- _Document extract_:
====

25 July 2020
A Moment to Reflect -71
“It hurts, boy,” he said softly. “Oh, yes. Choosing . . . it has always hurt. And always will. I know.” ― George R.R. Martin
I don’t remember being born…
It may be because I was asleep when it happened.
No, seriously, it’s true—I was born asleep! Or so I’ve been told. (I don’t sleep so much these days.)
I was born at home—in that damp, occasionally rat-infested, tenement that has long since been demolished. I guess it means I can never become famous—there’s nowhere to hang the plaque that would show where I was born—though, believe me, I don’t ever want to be famous.
I was also born with a bit of a calcium deficiency, so when my baby teeth came in, they started to crumble away. (My party piece as a four-year old was the song “All I want for Christmas is my two front teeth.”)
Our dentist did everything possible to ensure that my second teeth hung around a bit longer by insisting that I drank plenty of milk and ate lots of cheese. So, I blame him for my abiding love of all kinds of cheese, but I also credit him for the fact that by the time I was seven my two front teeth had come through, strong and straight—my Christmas wish fulfilled.

====

Excerpts of location labeling data
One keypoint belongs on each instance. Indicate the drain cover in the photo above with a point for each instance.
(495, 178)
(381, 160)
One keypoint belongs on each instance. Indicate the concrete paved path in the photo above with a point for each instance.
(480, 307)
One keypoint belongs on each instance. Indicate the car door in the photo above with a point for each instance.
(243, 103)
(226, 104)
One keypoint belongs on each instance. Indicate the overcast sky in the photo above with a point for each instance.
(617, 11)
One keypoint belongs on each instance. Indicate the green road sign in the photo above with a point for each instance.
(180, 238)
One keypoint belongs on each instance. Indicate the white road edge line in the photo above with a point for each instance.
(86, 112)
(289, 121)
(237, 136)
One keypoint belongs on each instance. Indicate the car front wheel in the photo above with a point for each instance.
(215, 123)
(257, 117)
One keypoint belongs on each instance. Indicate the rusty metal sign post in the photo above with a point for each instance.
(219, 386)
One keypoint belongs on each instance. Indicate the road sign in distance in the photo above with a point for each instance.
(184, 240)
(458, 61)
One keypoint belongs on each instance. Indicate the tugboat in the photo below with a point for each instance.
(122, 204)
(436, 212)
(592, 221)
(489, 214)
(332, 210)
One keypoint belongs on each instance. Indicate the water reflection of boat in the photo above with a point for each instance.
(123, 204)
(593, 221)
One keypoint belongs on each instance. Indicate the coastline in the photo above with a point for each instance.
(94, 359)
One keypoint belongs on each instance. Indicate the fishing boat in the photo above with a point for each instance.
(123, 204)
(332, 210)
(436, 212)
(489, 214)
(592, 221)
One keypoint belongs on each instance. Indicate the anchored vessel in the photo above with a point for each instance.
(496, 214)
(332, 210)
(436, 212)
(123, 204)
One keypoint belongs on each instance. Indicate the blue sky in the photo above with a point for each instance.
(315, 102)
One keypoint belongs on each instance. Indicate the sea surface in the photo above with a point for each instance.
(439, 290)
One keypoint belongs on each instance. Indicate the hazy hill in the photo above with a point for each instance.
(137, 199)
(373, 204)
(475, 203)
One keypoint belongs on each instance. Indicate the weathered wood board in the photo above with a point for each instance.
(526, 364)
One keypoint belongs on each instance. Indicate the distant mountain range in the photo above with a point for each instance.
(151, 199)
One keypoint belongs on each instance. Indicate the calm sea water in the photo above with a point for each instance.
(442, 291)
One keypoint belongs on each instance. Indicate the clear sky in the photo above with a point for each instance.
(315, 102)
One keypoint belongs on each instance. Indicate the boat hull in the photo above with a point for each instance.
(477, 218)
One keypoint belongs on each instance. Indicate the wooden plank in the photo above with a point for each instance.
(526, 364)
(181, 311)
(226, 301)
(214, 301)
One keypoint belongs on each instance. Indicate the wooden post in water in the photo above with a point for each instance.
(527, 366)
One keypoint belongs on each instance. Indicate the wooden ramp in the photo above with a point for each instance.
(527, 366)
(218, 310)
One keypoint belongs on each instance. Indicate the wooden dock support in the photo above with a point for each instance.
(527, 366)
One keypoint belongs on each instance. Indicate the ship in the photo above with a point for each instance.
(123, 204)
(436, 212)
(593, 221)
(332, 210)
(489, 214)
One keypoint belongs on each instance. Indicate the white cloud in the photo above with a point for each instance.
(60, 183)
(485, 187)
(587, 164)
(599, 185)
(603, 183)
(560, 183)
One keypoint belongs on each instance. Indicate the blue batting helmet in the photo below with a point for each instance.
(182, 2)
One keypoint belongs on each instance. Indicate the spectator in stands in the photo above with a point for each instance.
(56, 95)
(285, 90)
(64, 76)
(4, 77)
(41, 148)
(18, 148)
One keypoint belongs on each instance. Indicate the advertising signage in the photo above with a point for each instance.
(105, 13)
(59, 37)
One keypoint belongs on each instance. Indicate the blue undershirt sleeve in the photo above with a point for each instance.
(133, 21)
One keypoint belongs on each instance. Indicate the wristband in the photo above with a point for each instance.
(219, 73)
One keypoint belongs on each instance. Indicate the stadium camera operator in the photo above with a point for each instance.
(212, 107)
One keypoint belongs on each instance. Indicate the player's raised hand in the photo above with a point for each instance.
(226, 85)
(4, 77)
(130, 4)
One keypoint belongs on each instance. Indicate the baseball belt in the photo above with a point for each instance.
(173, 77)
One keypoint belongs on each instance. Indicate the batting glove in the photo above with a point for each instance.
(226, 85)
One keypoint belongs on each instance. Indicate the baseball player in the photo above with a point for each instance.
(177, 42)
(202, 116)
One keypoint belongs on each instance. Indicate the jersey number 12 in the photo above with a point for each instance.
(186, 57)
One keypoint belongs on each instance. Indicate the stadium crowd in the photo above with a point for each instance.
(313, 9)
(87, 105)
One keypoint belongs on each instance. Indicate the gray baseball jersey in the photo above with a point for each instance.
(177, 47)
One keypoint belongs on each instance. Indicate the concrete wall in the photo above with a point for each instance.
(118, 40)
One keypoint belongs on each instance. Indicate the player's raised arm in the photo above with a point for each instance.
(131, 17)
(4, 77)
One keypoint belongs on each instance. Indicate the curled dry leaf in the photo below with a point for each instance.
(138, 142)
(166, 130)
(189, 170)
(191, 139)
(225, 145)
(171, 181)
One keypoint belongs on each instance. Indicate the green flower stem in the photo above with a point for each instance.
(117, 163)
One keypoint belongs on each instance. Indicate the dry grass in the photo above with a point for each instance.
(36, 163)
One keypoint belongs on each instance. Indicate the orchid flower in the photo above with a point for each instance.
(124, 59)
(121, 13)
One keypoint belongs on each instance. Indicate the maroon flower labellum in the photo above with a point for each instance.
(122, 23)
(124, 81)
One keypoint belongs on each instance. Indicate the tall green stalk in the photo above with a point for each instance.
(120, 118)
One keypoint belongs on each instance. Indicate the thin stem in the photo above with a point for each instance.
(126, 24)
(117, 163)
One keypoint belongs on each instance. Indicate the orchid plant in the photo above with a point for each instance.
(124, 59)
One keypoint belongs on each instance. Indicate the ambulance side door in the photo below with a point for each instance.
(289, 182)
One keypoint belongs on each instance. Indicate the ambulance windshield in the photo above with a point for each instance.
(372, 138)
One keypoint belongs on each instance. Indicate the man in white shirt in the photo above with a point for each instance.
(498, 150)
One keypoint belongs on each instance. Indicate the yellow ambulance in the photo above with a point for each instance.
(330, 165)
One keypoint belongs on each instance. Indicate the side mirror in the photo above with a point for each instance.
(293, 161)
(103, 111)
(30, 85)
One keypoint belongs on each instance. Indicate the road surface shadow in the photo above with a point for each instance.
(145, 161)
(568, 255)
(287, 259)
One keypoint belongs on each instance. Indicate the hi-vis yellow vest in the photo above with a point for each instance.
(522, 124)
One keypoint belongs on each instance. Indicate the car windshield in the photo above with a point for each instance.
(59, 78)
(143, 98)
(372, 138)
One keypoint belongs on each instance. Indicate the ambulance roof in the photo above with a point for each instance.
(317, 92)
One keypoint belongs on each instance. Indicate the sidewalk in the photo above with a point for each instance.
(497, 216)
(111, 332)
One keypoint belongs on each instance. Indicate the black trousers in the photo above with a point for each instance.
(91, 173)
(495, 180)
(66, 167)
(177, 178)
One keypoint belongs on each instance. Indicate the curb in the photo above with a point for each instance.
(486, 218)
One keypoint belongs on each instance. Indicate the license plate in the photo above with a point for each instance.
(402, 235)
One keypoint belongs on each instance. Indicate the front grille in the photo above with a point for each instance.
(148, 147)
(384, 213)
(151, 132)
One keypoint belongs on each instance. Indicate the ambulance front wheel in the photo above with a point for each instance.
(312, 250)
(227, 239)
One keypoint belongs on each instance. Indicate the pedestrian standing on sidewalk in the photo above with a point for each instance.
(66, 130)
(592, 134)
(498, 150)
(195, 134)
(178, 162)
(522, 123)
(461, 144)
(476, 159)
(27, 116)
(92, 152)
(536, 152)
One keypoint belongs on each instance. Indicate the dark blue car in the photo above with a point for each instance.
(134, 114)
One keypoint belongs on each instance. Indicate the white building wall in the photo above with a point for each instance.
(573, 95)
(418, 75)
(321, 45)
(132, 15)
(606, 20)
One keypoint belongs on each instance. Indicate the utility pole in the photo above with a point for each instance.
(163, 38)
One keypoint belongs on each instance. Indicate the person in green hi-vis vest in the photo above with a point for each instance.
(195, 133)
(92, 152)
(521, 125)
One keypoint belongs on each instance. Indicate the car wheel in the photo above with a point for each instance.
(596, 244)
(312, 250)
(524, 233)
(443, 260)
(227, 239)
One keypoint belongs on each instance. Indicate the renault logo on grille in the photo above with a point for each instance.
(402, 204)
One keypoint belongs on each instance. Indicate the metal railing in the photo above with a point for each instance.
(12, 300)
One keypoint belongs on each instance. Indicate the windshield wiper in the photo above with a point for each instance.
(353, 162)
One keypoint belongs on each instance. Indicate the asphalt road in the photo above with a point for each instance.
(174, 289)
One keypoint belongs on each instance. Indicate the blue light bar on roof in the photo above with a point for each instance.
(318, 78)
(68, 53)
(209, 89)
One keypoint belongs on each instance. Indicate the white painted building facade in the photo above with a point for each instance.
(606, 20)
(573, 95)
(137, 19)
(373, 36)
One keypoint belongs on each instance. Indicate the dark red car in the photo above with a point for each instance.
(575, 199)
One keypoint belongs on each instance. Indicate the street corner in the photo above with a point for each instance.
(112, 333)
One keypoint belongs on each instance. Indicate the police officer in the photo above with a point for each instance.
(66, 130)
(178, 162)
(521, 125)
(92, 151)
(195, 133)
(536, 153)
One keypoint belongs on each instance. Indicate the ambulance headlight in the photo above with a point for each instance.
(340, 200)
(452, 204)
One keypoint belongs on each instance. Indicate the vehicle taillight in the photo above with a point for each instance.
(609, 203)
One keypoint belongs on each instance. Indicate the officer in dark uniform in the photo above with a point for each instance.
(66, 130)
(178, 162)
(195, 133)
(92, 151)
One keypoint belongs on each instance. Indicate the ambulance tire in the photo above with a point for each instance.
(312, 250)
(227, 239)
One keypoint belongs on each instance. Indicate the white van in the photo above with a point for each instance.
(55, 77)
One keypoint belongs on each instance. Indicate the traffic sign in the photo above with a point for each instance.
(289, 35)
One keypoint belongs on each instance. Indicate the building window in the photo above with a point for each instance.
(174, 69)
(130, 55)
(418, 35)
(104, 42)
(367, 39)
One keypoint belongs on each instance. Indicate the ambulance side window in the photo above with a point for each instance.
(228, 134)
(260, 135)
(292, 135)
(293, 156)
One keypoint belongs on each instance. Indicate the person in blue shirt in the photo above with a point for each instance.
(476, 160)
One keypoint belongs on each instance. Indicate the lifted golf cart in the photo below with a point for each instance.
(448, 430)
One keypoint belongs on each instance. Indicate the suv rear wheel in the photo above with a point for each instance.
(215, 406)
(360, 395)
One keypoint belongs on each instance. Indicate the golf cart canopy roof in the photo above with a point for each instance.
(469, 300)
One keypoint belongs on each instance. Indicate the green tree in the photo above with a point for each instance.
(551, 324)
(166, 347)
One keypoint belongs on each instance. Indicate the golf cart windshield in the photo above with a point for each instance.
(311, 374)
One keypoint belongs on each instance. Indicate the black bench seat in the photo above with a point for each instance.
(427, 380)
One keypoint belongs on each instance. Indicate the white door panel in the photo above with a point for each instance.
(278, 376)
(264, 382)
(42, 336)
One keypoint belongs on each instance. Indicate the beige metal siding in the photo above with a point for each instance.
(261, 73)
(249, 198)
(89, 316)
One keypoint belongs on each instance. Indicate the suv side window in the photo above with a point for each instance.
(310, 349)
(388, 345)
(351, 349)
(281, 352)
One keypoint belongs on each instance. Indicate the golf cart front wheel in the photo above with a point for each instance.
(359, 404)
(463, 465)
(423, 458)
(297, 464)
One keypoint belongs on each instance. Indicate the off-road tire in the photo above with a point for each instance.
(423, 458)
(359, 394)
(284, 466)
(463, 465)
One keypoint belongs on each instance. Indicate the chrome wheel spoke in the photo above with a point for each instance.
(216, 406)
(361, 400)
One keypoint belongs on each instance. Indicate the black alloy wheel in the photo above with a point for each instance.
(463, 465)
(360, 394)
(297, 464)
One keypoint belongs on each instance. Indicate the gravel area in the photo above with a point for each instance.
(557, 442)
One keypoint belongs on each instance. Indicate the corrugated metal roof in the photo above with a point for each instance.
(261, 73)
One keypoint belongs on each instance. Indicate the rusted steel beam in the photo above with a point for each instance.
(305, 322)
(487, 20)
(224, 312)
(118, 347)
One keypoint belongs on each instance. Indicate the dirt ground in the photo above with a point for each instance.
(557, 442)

====

- _Task requirements_:
• A. According to the reflection, where was the writer born?
• B. Revise the reflection, starting at "25 July 2020" and ending at "much these days.)", so that "asleep" is replaced by "sleeping".
• C. Write the next few sentences of the reflection, picking up after its final sentence.
The rows are separate material and have no connection to the reflection.

- _Expected results_:
• A. The writer was born at home, in a damp, occasionally rat-infested tenement that has since been demolished.

• B.
25 July 2020
A Moment to Reflect -71
“It hurts, boy,” he said softly. “Oh, yes. Choosing . . . it has always hurt. And always will. I know.” ― George R.R. Martin
I don’t remember being born…
It may be because I was sleeping when it happened.
No, seriously, it’s true—I was born sleeping! Or so I’ve been told. (I don’t sleep so much these days.)

• C.
And by then I also had a dog!
Life was good.
Now, our house was near the bottom of a very steep hill, known as Clune Brae. It was so steep that in wintertime the best (and totally free) form of entertainment was watching buses and trucks trying to get up the hill after a snowfall or a very cold freeze.
However, one day that I really do remember was neither cold nor wet. It was bright and clear. I had taken my dog for a walk up the hill. She was on her lead. Life was good.
On my way back down the hill I decided to start running instead of just walking.
Life was really good.
A little more than halfway down the hill …there was a lamp-post pretty much in the middle of the pavement. I made the decision to go to the right. Unfortunately, the dog made the decision to go to the left! It was a fateful, face-changing, decision that quite literally wiped the smile off my face as I crashed into the lamp-post breaking the corner off one of my shiny new front teeth. The nerve of the tooth was exposed, and it wasn’t possible to save it. I think the dentist was even more dismayed than I was.
It was an early lesson to me that on the journey of life you never know what may be round the corner (or what’s going to hit you straight in the face!) but sooner or later —if you can— you try to pick yourself up and get back on the road. That is not always easy. And for some people it can take a very long time.
Those are the times when the words of the Psalmist may help to get us through.
The Lord is my shepherd, I lack nothing…
He makes me lie down in green pastures,
he leads me beside quiet waters,
he refreshes my soul.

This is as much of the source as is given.